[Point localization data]
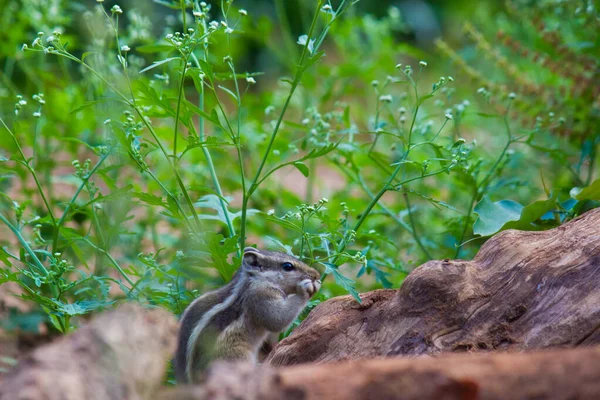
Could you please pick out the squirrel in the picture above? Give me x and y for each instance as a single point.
(264, 296)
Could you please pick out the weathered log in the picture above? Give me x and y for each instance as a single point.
(557, 374)
(120, 354)
(523, 291)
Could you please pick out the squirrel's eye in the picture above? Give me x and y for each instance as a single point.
(287, 266)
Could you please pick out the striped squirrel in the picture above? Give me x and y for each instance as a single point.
(265, 295)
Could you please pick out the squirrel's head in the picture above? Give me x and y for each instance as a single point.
(282, 269)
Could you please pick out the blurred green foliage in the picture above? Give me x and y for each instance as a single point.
(144, 144)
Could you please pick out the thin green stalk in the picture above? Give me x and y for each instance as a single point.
(411, 218)
(73, 199)
(482, 186)
(111, 259)
(179, 98)
(38, 264)
(295, 83)
(206, 151)
(33, 174)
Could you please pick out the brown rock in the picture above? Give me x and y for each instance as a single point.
(121, 354)
(523, 291)
(557, 374)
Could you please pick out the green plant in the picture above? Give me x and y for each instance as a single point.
(148, 163)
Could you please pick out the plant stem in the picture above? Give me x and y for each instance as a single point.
(33, 174)
(295, 83)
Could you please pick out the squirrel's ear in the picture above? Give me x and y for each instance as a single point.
(251, 259)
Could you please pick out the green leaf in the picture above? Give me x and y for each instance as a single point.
(230, 93)
(159, 63)
(94, 102)
(81, 307)
(86, 54)
(150, 199)
(154, 48)
(195, 109)
(219, 248)
(508, 214)
(302, 168)
(285, 223)
(345, 282)
(591, 192)
(423, 99)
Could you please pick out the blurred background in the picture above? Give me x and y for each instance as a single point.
(505, 109)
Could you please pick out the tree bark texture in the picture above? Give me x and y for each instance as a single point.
(523, 291)
(563, 374)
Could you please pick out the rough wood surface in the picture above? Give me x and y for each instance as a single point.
(120, 354)
(558, 374)
(523, 290)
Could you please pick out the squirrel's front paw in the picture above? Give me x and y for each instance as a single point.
(307, 288)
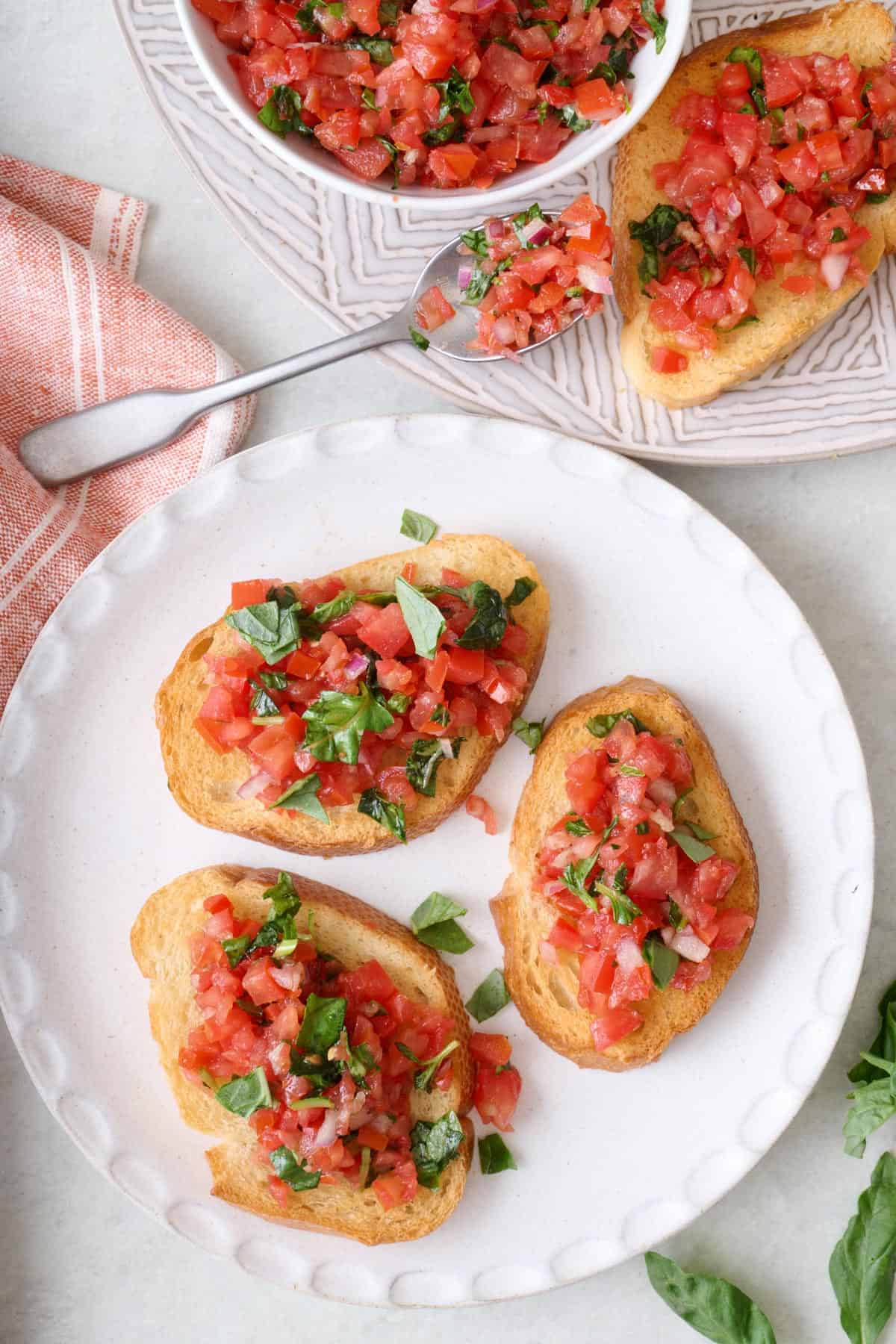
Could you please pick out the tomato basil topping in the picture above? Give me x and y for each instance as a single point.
(637, 886)
(336, 694)
(529, 276)
(321, 1061)
(444, 93)
(775, 166)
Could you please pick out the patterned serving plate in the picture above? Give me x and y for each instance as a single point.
(641, 581)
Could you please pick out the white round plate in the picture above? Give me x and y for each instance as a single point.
(641, 581)
(652, 70)
(354, 262)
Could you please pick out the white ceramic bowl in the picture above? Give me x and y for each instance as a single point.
(650, 74)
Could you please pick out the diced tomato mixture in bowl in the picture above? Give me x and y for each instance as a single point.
(777, 163)
(441, 93)
(358, 699)
(637, 889)
(529, 277)
(320, 1060)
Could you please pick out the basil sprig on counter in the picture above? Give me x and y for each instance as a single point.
(715, 1308)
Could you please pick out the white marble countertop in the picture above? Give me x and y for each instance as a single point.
(80, 1263)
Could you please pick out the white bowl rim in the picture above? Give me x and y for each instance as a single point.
(453, 201)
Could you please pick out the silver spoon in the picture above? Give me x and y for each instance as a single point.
(101, 436)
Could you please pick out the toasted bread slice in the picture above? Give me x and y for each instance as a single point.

THE PROBLEM
Restate every line of the data above word for word, with the images removed.

RESPONSE TO THIS EXERCISE
Could you please pick out the squirrel in the picture above? Give me x and y for each instance as a single point.
(264, 296)
Could you please pick out the weathered log in the picture above? Give me x and y for each instance as a single point.
(557, 374)
(120, 354)
(523, 291)
Could you please pick out the squirrel's eye in the picture above? Give me x and y for each instance as a single point.
(287, 266)
Could you please pick out the striped squirrel in the picture above? Give me x and y for each instance as a single point.
(265, 295)
Could you please pick out the squirrel's head in the picture above? Give me x and y for each instance as a single point.
(282, 269)
Could you please pick out the blurred green foliage in the picture above? Give me x and y for each instance as a single point.
(144, 144)
Could you please pick out the thin green stalk in the picture above? Give me x and y for each instance as a single point.
(411, 218)
(73, 199)
(482, 186)
(111, 259)
(179, 98)
(38, 264)
(295, 83)
(206, 151)
(33, 174)
Could you please pick out the brown rock in the picture above? Give me x and y for each instance as a single point.
(121, 354)
(523, 291)
(557, 374)
Could you please pick out the green plant in the picture above? Give me x and y for each instance as a single point.
(148, 163)
Could you please pick out the plant stem in the picture above? Give me x and y for each instance as a single point.
(33, 174)
(295, 83)
Could you please pick out the squirrel's ear in the picture above? Give me x and y for each instance as a single point.
(251, 259)
Could you please pick out the green leaf in the picture above? Give me x and y for each instance as a single point.
(230, 93)
(159, 63)
(94, 102)
(81, 307)
(86, 54)
(150, 199)
(154, 48)
(195, 109)
(219, 248)
(508, 214)
(302, 168)
(285, 223)
(345, 282)
(591, 192)
(423, 99)
Could you please pick out the blurred background in the picture above? Give me x and y for each instance as a single point.
(505, 109)
Could you please pick out the tree bark texture in the picture above? Give me x and y for each instance as a single point.
(523, 291)
(563, 374)
Could you please pick out the rough wood surface in the picture above? Give me x and y for each instance as a single point.
(120, 354)
(558, 374)
(523, 290)
Could you please pick out the squirrel's front paw in the picture above? Give me x and y for each instance as a single point.
(307, 288)
Could you please pick out the tomato basil topping in the picture above? Give me x and y for each instance as a single point.
(637, 886)
(336, 694)
(529, 276)
(321, 1061)
(444, 93)
(775, 166)
Could you please pick out the patterned serving plate in the picture above? Give me x and y for each instance as a single point.
(641, 581)
Could you please pick out the white round plate in the picture above? Give me x and y for each instance as a single point.
(641, 581)
(652, 70)
(354, 262)
Could you please pick out the white ceramic bowl in the picture above? Give me x and y for each instance as a single point.
(650, 74)
Could you please pick out the diced tomato mixture in bowl in the picture above? Give me x and y for each instance as a single point.
(777, 163)
(441, 93)
(358, 699)
(637, 889)
(529, 277)
(320, 1060)
Could you please pick out the basil sprig on counter in the picture above? Give me x and y for each instance as a single point.
(715, 1308)
Could you please pick out the white marble countertop in the picture above? Give me x and y for each instance as a single point.
(80, 1263)
Could you please pick out the white bowl rim in the picture above? Give me x and y for each instance as a single point.
(453, 201)
Could you please pick out the silver spoon in the picture above? Give me x and y for each instance as a single point.
(101, 436)
Could you please pick out the toasted bread slice in the picture above? Give me x and y for each instance as a single point.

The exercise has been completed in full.